TASK.
Determine the number of lines in the listing below that hold the word "white". Write the number alone.
_ _ _ _ _
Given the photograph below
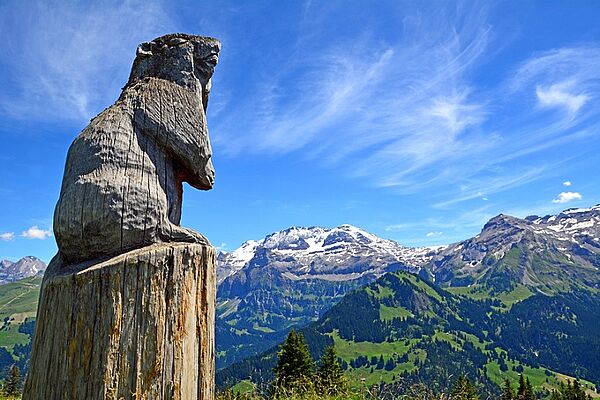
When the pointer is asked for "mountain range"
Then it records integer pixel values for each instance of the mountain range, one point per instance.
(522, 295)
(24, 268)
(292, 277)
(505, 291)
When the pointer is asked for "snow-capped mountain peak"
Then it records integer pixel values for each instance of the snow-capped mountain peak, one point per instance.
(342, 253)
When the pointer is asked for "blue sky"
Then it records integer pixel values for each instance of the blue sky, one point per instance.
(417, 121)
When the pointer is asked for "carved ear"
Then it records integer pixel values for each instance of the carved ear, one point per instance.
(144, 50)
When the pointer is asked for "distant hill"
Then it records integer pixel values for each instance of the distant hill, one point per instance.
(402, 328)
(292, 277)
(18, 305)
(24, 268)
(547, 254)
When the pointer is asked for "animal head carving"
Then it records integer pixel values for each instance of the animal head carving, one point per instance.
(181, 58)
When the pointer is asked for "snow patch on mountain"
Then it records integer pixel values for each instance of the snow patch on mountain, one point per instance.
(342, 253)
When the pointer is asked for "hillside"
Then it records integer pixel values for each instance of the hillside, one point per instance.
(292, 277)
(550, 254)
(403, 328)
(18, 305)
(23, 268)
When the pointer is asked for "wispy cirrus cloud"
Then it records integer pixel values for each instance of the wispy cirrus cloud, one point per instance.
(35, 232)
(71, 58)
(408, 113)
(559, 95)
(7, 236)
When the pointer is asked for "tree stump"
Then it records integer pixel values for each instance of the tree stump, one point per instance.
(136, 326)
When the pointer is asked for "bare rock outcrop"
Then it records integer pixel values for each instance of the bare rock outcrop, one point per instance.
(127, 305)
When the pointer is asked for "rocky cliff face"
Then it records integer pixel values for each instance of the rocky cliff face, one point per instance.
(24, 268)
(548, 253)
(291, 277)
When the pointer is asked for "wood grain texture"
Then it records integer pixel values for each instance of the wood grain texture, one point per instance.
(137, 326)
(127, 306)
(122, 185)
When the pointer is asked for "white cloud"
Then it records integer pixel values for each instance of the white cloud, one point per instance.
_ _ _ _ _
FINAL ANSWER.
2